TEXTAUSZUG →

────────────────

Um diese Fragen zu beantworten wende ich einen ‚mixed-method‘ Ansatz an: Eine integrative Analyse von statistischen und fallbasierten Methoden, in der die Ergebnisse der ersten Methode für die Fallauswahl benutzt werden. Im quantitativen Teil besteht die Arbeit insbesondere aus einer statistischen Analyse des Einflusses internationaler Abkommen auf die Wasserqualität grenzüberschreitender Flüsse in Europa. Der Datensatz besteht aus 773 Beobachtungen und umfasst 39 grenzüberschreitende Flüsse, 43 Länder-Dyaden zwischen 1954 und 2008 mit dem empirischen Schwerpunkt auf der Ebene des Fluss-Dyaden-Jahres. Im qualitativen Teil der Arbeit werden zwei Fälle aus dem Datensatz ausgewählt: Die Donau und der Rhein. Ziel der Fallstudienanalyse ist eine fundiertere Beschreibung und Illustration der Ergebnisse der statistischen Analyse sowie eine Charakterisierung der Kausalmechanismen zwischen den Abkommen und grenzüberschreitender Wasserqualität.

────────────────

EINTRÄGE →
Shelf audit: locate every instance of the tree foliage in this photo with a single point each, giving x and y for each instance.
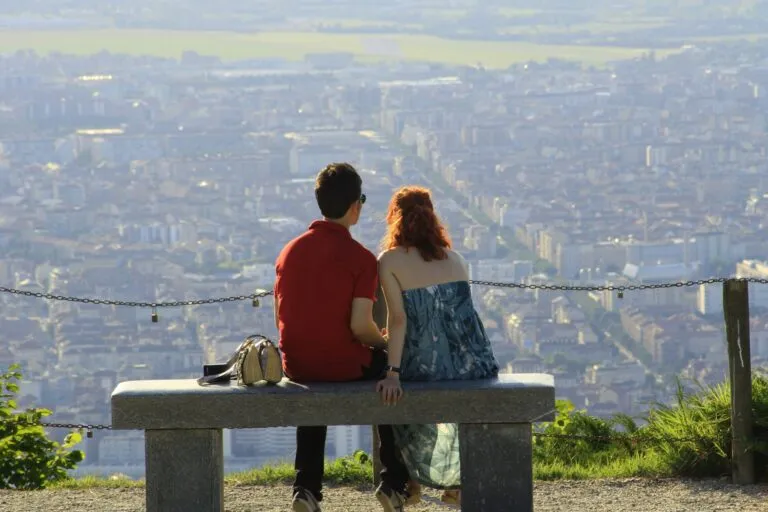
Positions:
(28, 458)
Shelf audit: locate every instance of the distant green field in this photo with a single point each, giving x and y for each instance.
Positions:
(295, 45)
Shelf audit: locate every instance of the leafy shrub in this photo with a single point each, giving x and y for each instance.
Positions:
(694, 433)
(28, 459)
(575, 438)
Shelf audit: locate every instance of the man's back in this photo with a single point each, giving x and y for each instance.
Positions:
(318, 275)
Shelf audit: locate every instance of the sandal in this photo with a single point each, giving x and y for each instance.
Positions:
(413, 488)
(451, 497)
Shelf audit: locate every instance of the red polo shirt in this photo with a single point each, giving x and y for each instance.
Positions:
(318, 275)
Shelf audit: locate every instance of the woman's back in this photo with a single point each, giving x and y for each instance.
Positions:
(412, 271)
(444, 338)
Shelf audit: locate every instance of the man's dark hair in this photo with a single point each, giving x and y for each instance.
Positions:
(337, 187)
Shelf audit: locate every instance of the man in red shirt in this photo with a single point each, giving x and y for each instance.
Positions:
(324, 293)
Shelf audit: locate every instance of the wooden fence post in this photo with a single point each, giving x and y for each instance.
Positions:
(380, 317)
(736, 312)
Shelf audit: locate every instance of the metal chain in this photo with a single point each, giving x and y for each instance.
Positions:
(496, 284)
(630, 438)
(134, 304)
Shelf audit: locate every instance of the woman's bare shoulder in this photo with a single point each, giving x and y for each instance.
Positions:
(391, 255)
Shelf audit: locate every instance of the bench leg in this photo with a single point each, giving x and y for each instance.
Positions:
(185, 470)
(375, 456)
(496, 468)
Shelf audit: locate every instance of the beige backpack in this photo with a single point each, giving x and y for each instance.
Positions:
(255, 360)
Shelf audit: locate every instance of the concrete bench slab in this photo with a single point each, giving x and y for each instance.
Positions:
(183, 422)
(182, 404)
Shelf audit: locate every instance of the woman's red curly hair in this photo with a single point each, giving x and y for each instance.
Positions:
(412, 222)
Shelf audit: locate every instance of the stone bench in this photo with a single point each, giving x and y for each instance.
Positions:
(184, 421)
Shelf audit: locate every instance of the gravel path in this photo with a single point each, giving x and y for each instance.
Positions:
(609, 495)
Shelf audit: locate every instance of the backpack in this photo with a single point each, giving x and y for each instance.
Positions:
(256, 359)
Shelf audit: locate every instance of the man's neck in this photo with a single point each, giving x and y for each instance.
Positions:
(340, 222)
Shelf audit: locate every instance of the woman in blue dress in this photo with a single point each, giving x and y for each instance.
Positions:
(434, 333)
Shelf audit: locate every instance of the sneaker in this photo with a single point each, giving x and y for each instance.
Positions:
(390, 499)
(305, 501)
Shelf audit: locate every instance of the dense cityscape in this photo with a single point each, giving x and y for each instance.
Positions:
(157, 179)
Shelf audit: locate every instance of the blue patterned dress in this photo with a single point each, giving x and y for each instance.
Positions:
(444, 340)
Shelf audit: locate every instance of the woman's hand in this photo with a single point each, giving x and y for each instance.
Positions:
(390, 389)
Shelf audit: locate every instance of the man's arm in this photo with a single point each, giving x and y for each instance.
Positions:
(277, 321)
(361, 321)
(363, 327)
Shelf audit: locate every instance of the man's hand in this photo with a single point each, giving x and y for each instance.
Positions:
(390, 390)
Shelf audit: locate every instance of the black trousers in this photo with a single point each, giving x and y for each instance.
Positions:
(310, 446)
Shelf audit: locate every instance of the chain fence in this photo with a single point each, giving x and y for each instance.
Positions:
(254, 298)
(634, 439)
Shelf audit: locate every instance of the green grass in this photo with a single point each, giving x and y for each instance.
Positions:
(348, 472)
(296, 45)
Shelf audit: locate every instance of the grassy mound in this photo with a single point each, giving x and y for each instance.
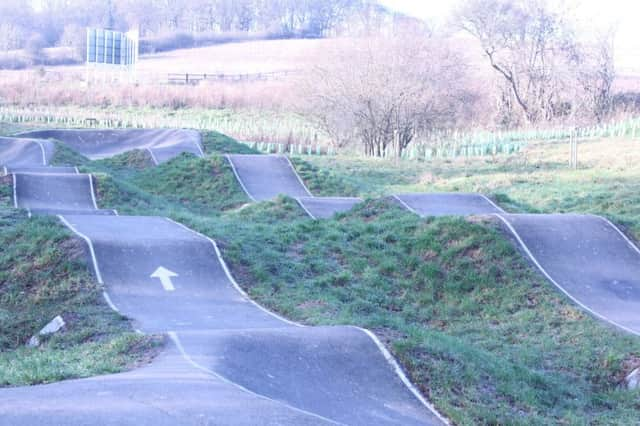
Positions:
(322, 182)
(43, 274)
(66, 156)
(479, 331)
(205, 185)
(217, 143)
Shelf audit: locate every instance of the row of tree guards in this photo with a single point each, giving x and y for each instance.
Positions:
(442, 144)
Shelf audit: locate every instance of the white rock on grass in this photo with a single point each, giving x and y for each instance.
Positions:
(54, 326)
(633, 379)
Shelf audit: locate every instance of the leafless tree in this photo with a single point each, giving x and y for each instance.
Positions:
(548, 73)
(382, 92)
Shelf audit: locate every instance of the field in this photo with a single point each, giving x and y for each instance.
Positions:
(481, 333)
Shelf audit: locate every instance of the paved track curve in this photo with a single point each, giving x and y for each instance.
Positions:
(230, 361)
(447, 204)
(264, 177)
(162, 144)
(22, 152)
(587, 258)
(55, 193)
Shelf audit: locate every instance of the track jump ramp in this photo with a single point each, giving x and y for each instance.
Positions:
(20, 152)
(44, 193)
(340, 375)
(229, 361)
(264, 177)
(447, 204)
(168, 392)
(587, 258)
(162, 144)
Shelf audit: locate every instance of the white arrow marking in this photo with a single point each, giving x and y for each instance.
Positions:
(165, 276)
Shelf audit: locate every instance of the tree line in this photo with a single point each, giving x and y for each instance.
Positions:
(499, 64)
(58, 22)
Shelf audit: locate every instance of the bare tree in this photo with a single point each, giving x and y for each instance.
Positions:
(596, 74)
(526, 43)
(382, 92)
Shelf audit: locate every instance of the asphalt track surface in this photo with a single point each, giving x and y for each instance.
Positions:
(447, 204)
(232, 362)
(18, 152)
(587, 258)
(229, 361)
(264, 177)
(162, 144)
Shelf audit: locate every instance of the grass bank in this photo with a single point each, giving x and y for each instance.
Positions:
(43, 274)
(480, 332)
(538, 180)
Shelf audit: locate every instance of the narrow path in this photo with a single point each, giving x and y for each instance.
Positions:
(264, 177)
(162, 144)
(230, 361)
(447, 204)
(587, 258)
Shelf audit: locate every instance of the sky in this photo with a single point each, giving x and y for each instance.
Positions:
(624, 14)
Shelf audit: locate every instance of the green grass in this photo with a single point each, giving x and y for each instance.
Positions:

────────────────

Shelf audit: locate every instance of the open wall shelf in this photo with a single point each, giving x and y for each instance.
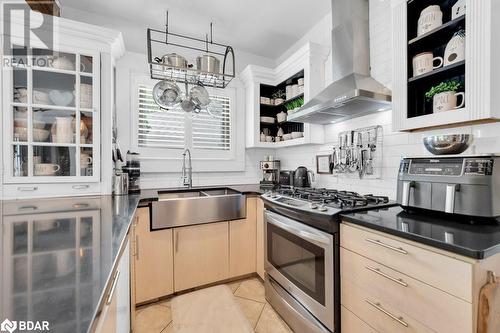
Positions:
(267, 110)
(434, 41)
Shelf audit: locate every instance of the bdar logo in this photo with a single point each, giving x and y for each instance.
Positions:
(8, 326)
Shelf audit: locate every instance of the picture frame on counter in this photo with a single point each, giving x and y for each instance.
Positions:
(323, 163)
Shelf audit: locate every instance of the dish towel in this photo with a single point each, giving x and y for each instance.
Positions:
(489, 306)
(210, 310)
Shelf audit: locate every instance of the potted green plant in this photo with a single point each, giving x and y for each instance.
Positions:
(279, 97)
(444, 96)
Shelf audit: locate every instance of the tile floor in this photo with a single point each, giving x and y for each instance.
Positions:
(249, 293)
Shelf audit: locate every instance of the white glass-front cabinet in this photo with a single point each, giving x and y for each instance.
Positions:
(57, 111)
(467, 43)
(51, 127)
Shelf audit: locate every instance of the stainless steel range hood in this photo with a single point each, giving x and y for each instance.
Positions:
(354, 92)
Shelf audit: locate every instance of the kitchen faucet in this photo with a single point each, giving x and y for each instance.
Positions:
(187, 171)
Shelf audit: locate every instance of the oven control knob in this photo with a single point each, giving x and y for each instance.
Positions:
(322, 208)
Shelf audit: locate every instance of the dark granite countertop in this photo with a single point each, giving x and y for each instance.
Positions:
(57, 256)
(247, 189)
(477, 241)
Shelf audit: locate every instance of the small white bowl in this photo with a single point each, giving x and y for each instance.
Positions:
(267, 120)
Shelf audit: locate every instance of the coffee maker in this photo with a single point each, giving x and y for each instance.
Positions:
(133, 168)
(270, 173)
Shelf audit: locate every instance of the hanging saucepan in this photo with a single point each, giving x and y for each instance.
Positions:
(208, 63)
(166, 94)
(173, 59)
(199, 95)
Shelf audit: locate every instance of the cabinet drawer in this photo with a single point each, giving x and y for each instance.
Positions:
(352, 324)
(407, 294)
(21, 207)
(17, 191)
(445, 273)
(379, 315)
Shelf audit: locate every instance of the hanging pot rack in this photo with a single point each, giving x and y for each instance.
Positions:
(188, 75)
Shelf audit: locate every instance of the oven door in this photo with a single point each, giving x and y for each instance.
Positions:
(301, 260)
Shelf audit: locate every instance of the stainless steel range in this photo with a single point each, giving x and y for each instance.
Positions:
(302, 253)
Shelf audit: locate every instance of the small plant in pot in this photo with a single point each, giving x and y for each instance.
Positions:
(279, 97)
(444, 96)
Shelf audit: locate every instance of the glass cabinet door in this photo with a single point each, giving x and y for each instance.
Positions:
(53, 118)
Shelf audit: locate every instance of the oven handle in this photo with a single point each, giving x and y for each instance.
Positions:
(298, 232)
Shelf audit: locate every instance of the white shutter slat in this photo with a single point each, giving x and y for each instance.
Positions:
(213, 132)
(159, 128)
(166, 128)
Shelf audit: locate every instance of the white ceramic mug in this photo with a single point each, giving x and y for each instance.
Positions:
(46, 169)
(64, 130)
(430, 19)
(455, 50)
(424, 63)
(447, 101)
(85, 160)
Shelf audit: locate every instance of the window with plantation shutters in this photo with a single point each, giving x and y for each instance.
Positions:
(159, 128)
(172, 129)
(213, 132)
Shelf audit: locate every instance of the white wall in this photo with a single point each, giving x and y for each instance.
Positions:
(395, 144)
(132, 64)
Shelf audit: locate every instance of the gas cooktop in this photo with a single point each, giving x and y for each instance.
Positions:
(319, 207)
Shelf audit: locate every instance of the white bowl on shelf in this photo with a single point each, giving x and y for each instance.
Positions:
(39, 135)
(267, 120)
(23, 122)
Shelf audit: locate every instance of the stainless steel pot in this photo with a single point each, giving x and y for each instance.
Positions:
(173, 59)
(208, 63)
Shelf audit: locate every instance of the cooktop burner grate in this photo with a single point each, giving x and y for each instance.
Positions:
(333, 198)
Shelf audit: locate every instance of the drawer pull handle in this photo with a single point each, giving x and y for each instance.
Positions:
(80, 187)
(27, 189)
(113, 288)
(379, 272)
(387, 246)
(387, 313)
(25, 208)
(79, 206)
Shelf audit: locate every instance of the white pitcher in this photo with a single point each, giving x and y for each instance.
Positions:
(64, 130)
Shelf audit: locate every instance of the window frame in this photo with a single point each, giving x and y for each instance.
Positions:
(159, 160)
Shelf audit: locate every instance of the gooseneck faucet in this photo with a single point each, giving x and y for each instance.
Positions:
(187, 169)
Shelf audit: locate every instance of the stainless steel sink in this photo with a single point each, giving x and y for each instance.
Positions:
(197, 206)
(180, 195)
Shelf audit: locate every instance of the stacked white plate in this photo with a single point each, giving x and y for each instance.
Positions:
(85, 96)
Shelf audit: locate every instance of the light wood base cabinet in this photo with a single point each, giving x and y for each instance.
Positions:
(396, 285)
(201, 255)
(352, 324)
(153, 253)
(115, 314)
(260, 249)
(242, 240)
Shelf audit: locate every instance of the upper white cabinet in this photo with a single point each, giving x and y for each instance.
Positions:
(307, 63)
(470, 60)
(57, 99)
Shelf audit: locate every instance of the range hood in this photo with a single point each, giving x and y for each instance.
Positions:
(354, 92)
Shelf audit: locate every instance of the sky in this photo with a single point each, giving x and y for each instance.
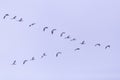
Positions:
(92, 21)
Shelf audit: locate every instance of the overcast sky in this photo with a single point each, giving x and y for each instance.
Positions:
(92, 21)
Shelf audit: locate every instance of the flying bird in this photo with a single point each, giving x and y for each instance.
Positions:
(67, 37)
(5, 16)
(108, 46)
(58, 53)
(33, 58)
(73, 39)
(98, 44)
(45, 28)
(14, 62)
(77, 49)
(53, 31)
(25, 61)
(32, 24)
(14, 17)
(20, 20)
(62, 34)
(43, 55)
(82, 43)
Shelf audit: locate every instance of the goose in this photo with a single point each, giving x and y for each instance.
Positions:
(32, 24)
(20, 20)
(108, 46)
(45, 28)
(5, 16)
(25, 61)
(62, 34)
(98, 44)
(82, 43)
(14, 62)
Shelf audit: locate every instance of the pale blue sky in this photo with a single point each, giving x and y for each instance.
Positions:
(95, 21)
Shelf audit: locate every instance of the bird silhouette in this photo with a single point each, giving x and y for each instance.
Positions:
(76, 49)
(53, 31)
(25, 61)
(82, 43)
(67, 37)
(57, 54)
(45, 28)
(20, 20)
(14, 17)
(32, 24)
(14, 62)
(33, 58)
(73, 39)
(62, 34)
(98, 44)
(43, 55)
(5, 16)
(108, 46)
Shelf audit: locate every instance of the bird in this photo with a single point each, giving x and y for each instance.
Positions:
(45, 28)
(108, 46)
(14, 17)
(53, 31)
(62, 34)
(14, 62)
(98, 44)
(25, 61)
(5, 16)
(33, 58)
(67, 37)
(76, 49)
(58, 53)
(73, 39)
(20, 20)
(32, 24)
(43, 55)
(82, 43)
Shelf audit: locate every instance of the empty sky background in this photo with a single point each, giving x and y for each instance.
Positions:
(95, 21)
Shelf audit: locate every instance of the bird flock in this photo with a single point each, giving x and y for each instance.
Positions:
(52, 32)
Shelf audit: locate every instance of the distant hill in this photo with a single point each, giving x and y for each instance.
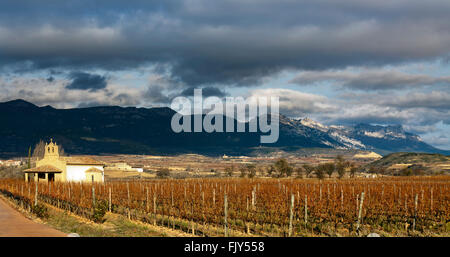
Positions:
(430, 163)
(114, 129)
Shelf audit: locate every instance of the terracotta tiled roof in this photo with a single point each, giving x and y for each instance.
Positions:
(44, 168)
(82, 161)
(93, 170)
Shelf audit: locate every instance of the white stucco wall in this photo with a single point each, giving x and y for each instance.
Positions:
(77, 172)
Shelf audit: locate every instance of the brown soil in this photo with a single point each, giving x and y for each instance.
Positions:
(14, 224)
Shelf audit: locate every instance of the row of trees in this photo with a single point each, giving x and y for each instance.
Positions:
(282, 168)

────────────────

AUFGABE A →
Fasse den Absatz ab „Um diese Fragen zu beantworten“ aus dem Auszug über die Forschungsmethode als kurze Liste zusammen. Die wichtigsten Fakten sollen erhalten bleiben.
AUFGABE B →
Gib den Inhalt des Auszugs über die Forschungsmethode in genau zwei Sätzen wieder.
AUFGABE C →
Schreibe den Auszug über die Forschungsmethode im Anschluss an seinen letzten Satz weiter.

LÖSUNG A →
- Ansatz: „mixed-method“, also eine integrative Analyse aus statistischen und fallbasierten Methoden. Die Ergebnisse der ersten Methode dienen der Fallauswahl.
- Quantitativer Teil: statistische Analyse des Einflusses internationaler Abkommen auf die Wasserqualität grenzüberschreitender Flüsse in Europa
- Datensatz: 773 Beobachtungen zu 39 grenzüberschreitenden Flüssen und 43 Länder-Dyaden von 1954 bis 2008, mit Schwerpunkt auf der Ebene des Fluss-Dyaden-Jahres
- Qualitativer Teil: zwei ausgewählte Fälle aus dem Datensatz, die Donau und der Rhein
- Ziel der Fallstudien: die statistischen Ergebnisse fundierter beschreiben und illustrieren sowie die Kausalmechanismen zwischen den Abkommen und grenzüberschreitender Wasserqualität charakterisieren

LÖSUNG B →
Die Arbeit verbindet eine statistische Analyse mit Fallstudien. Die Statistik untersucht mit 773 Beobachtungen zu 39 Flüssen und 43 Länder-Dyaden von 1954 bis 2008, wie internationale Abkommen die Wasserqualität grenzüberschreitender Flüsse in Europa beeinflussen, und ihre Ergebnisse sollen anhand der Donau und des Rheins fundierter beschrieben und illustriert werden, wobei auch die Kausalmechanismen zwischen Abkommen und Wasserqualität charakterisiert werden sollen.

LÖSUNG C →
Das wesentlichste empirische Ergebnis der Arbeit ist, dass Abkommen wirken. Internationale Abkommen haben zu einer Verbesserung der Wasserqualität bei grenzüberschreitenden Flüssen in Europa geführt, die ohne sie nicht zustande gekommen wäre. Zu wichtigen Randbedingungen gehören in diesem Zusammenhang die Charakteristika der Staaten, wie Demokratie und Einkommen. Zudem wurde ein positiver Effekt eines ‚Zeit-Trends‘ gefunden. Insbesondere dieser letzte Befund wurde durch die Ergebnisse der Fallstudien unterstützt. Diese haben gezeigt, dass ein gestiegenes Umweltbewusstsein sowie die Aktivitäten von Nichtregierungsorganisationen wichtige Hintergrundbedingungen sind, wenn es um die Effektivität internationaler Abkommen geht.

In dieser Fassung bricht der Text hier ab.